▸ Problem requirements:
Print nothing but the lines below starting at the line that holds "of the brown" and ending at the line that holds "short beard as", including both, each exactly as written.

Dataset entries
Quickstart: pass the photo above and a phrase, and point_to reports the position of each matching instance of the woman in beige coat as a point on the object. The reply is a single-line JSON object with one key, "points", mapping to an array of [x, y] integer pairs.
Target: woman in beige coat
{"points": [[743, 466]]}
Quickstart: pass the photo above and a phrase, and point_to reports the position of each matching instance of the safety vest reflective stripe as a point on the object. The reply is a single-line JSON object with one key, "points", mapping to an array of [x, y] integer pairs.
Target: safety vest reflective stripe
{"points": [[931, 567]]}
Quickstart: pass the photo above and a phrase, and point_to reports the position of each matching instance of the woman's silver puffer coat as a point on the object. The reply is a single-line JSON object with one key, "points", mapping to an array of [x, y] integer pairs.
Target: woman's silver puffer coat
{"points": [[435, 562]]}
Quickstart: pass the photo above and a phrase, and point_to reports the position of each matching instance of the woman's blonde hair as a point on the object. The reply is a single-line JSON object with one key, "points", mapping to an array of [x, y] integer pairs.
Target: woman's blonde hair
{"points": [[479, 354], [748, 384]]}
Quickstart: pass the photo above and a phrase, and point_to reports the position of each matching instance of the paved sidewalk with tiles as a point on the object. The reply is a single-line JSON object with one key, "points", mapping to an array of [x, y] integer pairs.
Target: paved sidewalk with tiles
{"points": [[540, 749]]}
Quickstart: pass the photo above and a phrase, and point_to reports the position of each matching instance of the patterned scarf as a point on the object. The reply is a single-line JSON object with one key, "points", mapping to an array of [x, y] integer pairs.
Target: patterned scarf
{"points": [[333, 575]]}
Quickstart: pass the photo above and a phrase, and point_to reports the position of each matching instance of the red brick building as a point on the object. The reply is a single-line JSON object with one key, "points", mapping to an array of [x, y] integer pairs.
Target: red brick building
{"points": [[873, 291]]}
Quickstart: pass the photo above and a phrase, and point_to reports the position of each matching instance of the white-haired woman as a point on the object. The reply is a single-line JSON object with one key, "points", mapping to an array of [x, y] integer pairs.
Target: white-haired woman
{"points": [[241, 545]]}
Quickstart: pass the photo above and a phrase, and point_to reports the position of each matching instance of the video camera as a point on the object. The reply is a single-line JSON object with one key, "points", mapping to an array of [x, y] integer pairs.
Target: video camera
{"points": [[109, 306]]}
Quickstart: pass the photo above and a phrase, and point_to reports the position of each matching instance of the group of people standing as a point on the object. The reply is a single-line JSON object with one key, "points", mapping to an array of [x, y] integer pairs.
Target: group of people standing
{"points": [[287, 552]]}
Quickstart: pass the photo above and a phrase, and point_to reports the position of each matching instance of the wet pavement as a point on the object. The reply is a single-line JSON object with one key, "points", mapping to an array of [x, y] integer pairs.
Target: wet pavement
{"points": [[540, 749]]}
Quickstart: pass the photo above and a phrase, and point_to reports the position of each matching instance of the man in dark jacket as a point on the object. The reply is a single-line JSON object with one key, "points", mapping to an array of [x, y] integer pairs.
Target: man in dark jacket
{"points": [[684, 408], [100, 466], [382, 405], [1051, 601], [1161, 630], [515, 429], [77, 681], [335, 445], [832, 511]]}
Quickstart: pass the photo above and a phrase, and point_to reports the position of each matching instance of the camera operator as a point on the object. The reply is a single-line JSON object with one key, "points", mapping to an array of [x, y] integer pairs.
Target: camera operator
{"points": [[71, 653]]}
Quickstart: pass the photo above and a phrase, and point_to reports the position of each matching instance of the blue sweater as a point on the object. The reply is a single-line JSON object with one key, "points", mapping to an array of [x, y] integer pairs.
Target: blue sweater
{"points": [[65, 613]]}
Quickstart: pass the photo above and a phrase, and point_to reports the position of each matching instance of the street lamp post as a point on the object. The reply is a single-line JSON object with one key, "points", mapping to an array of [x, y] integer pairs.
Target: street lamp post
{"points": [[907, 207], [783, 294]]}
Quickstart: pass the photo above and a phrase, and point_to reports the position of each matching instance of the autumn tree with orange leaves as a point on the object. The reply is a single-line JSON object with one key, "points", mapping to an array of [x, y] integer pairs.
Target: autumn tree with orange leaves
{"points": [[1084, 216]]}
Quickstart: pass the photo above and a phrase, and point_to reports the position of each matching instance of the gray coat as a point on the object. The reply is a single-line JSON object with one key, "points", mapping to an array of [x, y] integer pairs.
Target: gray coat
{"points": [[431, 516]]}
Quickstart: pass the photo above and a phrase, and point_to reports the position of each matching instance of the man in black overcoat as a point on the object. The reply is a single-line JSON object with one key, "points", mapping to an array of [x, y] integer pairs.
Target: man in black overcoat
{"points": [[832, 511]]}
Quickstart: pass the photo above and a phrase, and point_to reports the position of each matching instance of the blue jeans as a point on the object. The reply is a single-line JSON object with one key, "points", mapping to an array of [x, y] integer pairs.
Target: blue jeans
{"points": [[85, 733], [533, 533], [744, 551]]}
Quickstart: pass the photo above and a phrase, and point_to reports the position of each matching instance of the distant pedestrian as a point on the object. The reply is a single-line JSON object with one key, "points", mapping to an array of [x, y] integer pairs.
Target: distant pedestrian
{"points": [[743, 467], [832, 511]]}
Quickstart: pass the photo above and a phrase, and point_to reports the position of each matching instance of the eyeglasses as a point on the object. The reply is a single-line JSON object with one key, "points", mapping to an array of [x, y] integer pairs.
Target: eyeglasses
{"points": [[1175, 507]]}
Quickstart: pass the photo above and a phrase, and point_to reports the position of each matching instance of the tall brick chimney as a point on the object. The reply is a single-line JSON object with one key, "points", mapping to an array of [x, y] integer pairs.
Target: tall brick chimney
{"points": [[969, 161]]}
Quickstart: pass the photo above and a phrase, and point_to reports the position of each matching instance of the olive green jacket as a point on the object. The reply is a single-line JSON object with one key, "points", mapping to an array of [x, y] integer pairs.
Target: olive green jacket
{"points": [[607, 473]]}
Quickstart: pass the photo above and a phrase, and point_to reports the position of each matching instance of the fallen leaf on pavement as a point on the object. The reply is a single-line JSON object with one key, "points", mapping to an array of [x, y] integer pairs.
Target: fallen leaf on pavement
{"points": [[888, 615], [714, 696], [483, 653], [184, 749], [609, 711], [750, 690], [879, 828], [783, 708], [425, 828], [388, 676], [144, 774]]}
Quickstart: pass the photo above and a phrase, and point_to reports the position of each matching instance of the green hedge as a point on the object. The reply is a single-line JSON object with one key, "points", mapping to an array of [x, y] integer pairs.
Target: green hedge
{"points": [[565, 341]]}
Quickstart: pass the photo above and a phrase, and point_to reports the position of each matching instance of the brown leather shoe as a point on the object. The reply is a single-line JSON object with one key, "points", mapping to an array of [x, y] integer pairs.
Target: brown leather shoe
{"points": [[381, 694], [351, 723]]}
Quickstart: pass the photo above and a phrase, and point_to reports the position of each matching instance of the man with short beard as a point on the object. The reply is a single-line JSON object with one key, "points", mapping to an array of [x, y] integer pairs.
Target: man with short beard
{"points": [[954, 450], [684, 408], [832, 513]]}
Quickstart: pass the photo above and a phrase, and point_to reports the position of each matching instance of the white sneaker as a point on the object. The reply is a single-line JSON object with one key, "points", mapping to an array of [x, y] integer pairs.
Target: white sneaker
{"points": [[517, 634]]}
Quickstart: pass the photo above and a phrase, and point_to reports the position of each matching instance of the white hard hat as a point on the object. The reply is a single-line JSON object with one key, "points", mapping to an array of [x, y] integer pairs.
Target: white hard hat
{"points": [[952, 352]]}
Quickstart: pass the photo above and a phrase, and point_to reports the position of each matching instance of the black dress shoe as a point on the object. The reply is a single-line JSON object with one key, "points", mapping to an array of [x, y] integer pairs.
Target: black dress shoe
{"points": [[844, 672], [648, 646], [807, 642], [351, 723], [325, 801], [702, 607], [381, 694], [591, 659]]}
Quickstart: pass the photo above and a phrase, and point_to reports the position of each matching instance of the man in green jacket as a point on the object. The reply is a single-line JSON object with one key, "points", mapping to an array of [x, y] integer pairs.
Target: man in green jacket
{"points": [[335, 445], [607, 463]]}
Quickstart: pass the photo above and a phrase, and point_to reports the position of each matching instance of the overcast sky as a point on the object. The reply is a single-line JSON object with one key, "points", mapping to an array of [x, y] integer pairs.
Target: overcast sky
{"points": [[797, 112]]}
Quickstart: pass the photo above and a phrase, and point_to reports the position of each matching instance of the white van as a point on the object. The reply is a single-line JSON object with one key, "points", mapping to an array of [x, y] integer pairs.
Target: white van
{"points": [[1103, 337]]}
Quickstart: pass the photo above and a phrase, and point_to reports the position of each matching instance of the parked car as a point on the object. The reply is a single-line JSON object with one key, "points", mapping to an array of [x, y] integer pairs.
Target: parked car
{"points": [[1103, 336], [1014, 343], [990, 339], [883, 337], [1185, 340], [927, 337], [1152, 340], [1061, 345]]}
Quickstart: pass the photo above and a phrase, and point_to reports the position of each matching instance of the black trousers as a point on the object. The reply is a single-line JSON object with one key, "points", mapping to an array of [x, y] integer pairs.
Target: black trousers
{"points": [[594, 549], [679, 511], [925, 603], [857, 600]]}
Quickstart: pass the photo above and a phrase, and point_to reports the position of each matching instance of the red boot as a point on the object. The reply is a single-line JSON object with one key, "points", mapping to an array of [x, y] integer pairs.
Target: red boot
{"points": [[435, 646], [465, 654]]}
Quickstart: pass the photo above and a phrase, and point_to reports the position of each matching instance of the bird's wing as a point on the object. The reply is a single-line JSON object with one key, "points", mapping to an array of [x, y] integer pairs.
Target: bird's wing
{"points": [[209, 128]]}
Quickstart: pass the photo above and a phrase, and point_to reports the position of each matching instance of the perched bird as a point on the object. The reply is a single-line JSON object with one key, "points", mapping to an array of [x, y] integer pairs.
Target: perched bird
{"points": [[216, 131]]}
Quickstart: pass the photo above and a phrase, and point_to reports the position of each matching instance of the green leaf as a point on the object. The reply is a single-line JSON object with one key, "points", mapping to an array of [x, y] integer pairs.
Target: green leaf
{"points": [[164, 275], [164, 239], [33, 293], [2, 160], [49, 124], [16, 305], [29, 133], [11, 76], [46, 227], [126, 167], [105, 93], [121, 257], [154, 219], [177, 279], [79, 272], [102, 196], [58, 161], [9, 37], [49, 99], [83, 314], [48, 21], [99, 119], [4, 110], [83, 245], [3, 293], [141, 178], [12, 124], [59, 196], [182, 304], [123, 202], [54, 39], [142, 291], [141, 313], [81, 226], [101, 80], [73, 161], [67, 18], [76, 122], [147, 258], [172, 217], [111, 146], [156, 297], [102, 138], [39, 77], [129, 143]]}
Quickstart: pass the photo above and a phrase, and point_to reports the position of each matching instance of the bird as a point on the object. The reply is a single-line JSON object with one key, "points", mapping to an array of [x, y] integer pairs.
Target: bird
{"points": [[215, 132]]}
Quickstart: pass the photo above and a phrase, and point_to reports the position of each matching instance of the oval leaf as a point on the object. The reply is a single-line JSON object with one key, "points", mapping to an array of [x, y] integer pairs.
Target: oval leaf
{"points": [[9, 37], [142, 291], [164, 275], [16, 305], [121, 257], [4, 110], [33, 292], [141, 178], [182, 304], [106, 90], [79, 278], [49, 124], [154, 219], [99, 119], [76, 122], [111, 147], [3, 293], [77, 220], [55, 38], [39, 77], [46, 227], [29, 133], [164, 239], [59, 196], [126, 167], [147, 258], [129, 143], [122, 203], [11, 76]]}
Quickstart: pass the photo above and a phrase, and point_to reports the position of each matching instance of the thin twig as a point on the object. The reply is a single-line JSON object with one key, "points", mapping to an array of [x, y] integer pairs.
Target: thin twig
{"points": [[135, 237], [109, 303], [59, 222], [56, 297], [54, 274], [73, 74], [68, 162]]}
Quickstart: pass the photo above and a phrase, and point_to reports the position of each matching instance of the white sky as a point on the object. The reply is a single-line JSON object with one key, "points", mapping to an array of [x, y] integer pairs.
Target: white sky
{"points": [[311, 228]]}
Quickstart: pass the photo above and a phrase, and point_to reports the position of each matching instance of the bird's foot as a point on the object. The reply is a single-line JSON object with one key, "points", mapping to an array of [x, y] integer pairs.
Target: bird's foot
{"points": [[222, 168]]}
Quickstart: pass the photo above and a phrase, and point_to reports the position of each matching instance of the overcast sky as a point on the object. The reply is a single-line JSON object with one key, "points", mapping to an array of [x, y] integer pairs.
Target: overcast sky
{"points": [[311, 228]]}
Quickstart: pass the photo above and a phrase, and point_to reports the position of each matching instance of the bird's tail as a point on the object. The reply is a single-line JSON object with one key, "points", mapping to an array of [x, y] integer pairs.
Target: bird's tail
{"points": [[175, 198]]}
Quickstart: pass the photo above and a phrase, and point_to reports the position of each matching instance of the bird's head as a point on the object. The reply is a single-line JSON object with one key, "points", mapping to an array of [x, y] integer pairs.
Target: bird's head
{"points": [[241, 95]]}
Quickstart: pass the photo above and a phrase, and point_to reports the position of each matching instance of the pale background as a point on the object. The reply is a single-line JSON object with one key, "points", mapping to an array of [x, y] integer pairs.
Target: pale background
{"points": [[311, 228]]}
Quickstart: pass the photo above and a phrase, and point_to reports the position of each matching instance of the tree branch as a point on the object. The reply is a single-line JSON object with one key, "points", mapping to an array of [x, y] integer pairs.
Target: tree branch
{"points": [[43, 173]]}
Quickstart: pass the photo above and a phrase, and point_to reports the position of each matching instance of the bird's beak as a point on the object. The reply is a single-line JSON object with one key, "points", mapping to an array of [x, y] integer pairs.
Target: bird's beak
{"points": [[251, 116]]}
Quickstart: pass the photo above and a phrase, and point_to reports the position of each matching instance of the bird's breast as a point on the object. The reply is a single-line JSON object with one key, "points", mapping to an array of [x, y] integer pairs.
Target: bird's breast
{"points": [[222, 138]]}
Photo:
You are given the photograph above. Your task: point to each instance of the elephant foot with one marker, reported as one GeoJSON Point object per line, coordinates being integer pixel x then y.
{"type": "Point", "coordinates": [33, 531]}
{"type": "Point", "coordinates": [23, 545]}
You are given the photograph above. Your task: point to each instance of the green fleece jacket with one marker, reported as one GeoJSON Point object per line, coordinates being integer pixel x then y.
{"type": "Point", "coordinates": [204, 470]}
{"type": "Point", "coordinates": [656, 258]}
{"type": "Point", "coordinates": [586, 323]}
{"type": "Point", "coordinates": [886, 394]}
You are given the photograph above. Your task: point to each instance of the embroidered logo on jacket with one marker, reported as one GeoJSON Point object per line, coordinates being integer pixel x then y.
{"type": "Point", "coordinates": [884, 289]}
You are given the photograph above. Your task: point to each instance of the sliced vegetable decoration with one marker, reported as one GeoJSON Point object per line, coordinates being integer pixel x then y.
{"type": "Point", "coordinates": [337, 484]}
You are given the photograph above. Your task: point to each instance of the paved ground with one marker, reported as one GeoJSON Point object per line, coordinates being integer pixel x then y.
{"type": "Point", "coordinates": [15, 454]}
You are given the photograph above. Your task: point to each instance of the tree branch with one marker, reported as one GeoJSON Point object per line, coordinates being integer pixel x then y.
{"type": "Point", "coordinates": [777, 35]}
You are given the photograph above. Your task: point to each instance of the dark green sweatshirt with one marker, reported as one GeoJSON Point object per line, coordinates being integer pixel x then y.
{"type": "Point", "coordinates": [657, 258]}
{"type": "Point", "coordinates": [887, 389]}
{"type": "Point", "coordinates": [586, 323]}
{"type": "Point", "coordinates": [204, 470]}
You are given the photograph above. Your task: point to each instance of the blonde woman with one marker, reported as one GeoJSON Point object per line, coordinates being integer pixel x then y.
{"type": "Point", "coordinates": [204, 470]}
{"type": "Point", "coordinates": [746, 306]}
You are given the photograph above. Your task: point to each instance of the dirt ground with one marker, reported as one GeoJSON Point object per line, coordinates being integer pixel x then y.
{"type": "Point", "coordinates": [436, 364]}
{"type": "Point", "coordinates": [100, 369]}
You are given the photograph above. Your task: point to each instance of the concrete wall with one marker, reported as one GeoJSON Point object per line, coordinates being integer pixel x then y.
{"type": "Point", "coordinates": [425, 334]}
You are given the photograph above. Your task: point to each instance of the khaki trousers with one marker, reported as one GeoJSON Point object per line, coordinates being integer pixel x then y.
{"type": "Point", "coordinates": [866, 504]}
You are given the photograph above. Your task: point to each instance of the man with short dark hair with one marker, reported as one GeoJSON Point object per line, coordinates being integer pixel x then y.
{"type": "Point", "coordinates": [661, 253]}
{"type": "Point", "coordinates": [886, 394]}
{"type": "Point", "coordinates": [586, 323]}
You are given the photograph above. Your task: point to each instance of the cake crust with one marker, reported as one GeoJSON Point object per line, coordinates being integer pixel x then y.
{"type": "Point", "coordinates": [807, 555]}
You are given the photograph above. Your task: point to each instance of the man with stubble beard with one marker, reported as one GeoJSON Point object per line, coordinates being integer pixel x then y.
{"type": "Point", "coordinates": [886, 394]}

▸ Exercise result:
Quickstart: pass the photo above and a phrase, and point_to reports the position of each matching instance of the brown leather shoe as a point on the object. The reply is a single-line JSON object with one key, "points", mapping to an array of [x, y] integer pairs.
Target: brown leather shoe
{"points": [[381, 694], [351, 723]]}
Quickstart: pass the photo above and a phrase, and point_to reports the position of each matching instance of the man with short beard as a point on the object. The reply is a single-line JSON object with one key, "points", mapping to an array of [x, y] integer pairs.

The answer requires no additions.